▸ EXERCISE
Each line from the one containing "TARGET: evergreen tree" to the end of the entries below must be restated exactly, and no other line should appear.

○ ○ ○ ○

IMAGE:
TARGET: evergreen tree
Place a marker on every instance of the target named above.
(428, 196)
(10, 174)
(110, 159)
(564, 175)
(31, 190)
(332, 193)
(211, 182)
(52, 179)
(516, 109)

○ ○ ○ ○

▸ WRITTEN ANSWER
TARGET: evergreen tree
Place a marker on every instance of the target named above.
(428, 196)
(10, 174)
(110, 159)
(564, 175)
(31, 190)
(332, 193)
(211, 182)
(52, 179)
(516, 109)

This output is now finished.